SHORT PROBLEM A ::
Please write out the records below, character for character, from their first line through the line that holds "[[[205,23],[205,24],[208,23],[208,17],[204,18],[204,23]]]", with both ends included.
Start TEXT BLOCK
Lasse Reichstein Nielsen wrote:

"Csaba Gabor" <da*****@gmail.com> writes:

[traversal by pointer reversal]

I never saw this before - it's interesting, reminding me of splay trees

- would you be a little more specific, please.

I *wish* I could find a reference for this on the web (or in any of my

books). It was just something my advisor mentioned to me at some point,

as a well known method for traversing trees.

Assume that we have some node structure with the operations of DOM

nodes, but without the HTML structure requirements. Then the following

algorithm will traverse all nodes (sadly not necessarily visiting each

just once):

In fact, it will visit each node (1 + #-of-node's-children) times

.... very nice code details ...

By putting the parent as the last child of its first child, do you

also mean that the parent should disconnect that first child as its

child?

It should, yes.

And where does the action come in?

That is a problem, since some nodes are traversed more than once,

and the algorithm doesn't store information about where it came

from or what nodes are really pointer-reversed parent nodes.

So for the purpose of the OP, it's not very usable. I do think it's

a neat algorithm, though :)

Indeed, if we are not allowed to mark nodes as visited, then it becomes

an interesting problem. What I puzzled out was that to do a DFS, the

action should be taken whenever the original root node is contained in

the right child of the current root (plus at the beginning of the

initial call). To get a pseudo intuitive feeling for this, consider

that the nodes underneath a given top level node (because all nodes

become top level, eventually) are being barrel rotated, so at most one

of these rotations should be used for an action - the first one, which

is when the original root is in its rightmost subtree.

Hmmm, how to find out whether a given node is in a subtree? Well,

maybe we could just make use of the same algorithm. But is it

reentrant? ... Yes! However, you must walk the entire subtree (even if

you find the answer to be yes right away) otherwise your tree will be

corrupted. So this single requirement imposes a quite a high time

overhead, but if marking is allowed, then there will be exactly n+m

node visits (same as traversal, number of nodes plus number of edges),

since each node is visited once for itself, and its parent receives a

corresponding visit, too.
End TEXT BLOCK
Start RECORDS TO USE
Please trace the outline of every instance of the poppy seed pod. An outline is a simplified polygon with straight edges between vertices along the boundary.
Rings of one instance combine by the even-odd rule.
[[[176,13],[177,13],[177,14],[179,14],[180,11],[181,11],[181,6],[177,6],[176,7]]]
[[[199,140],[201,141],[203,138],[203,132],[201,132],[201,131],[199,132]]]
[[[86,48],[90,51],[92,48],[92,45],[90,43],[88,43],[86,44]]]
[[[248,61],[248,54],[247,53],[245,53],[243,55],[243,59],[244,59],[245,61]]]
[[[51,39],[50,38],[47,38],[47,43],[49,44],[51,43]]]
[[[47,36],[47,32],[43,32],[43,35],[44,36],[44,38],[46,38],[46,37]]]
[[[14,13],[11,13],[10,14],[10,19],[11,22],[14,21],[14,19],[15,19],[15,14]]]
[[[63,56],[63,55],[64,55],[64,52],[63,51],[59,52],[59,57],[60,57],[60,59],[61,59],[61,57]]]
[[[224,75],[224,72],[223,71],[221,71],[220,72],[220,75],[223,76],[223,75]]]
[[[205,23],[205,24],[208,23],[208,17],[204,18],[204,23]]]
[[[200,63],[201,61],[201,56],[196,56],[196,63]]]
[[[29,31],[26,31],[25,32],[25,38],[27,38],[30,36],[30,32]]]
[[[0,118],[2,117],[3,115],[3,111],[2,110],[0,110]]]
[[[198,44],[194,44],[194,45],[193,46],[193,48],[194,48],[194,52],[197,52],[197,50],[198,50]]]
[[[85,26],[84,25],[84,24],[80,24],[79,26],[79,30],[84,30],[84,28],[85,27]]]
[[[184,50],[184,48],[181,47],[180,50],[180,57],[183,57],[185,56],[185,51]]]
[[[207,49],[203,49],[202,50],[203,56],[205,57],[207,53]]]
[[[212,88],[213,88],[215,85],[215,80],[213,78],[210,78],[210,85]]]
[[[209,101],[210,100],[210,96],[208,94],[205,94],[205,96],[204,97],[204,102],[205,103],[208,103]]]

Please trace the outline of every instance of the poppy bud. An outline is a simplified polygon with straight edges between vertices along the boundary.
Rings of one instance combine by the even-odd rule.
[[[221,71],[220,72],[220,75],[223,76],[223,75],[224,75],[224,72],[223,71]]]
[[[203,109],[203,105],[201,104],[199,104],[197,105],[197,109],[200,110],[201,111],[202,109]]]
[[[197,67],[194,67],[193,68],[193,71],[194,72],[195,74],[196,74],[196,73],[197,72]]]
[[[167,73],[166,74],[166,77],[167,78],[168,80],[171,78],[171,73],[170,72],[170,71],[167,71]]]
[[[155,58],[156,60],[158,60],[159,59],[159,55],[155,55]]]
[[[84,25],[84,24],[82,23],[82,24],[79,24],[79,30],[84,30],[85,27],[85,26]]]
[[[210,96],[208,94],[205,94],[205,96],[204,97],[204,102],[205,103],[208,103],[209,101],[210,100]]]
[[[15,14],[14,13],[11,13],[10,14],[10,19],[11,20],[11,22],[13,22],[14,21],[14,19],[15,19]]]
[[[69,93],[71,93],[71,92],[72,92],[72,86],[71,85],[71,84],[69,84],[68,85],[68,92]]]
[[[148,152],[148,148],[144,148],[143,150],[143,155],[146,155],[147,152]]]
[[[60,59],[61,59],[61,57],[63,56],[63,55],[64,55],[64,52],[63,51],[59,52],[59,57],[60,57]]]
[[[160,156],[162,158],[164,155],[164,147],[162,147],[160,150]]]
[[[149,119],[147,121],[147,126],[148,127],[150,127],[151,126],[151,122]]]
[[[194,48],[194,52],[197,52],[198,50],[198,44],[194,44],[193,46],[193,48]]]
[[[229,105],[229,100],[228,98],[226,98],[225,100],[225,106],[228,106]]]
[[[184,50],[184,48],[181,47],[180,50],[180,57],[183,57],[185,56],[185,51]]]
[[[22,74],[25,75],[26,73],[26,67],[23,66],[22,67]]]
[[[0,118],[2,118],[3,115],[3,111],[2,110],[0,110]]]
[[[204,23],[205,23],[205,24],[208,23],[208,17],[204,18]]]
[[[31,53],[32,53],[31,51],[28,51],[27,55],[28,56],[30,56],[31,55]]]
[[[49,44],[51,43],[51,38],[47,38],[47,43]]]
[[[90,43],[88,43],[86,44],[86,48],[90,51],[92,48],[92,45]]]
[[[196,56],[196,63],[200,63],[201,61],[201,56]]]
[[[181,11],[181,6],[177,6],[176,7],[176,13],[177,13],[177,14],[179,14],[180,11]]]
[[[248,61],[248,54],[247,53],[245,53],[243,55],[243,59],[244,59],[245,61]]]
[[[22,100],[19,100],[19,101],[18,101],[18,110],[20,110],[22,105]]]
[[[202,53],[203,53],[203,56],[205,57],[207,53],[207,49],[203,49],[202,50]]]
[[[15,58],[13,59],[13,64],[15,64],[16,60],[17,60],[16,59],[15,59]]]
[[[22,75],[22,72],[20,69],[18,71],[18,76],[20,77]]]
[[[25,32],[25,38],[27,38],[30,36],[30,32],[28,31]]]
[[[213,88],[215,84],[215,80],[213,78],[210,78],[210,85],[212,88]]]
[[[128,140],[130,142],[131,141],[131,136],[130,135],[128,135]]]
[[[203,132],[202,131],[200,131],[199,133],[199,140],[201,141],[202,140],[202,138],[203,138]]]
End RECORDS TO USE
SHORT PROBLEM B ::
Reproduce word for word the passage of the thread on pointer reversal above, between "become top level, eventually)" and "its rightmost subtree.", inclusive.

COMPLETE ANSWER A ::
Please trace the outline of every instance of the poppy seed pod. An outline is a simplified polygon with straight edges between vertices along the boundary.
Rings of one instance combine by the even-odd rule.
[[[176,13],[177,13],[177,14],[179,14],[180,11],[181,11],[181,6],[177,6],[176,7]]]
[[[199,140],[201,141],[203,138],[203,132],[201,132],[201,131],[199,132]]]
[[[86,48],[90,51],[92,48],[92,45],[90,43],[88,43],[86,44]]]
[[[248,61],[248,54],[247,53],[245,53],[243,55],[243,59],[244,59],[245,61]]]
[[[51,39],[50,38],[47,38],[47,43],[49,44],[51,43]]]
[[[47,36],[47,32],[43,32],[43,35],[44,36],[44,38],[46,38],[46,37]]]
[[[14,13],[11,13],[10,14],[10,19],[11,22],[14,21],[14,19],[15,19],[15,14]]]
[[[63,56],[63,55],[64,55],[64,52],[63,51],[59,52],[59,57],[60,57],[60,59],[61,59],[61,57]]]
[[[224,75],[224,72],[223,71],[221,71],[220,72],[220,75],[223,76],[223,75]]]
[[[205,23],[205,24],[208,23],[208,17],[204,18],[204,23]]]

COMPLETE ANSWER B ::
become top level, eventually) are being barrel rotated, so at most one

of these rotations should be used for an action - the first one, which

is when the original root is in its rightmost subtree.